> **Task to carry out**: Format every row below as a JSON list of strings, with one string per line and blank lines omitted.

========================================================================

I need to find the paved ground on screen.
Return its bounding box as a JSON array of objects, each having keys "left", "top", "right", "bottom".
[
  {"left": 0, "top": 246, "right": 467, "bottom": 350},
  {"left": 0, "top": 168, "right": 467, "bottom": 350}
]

========================================================================

> **Final answer**:
[
  "I need to find the paved ground on screen.",
  "Return its bounding box as a JSON array of objects, each having keys \"left\", \"top\", \"right\", \"bottom\".",
  "[",
  "  {\"left\": 0, \"top\": 246, \"right\": 467, \"bottom\": 350},",
  "  {\"left\": 0, \"top\": 168, \"right\": 467, \"bottom\": 350}",
  "]"
]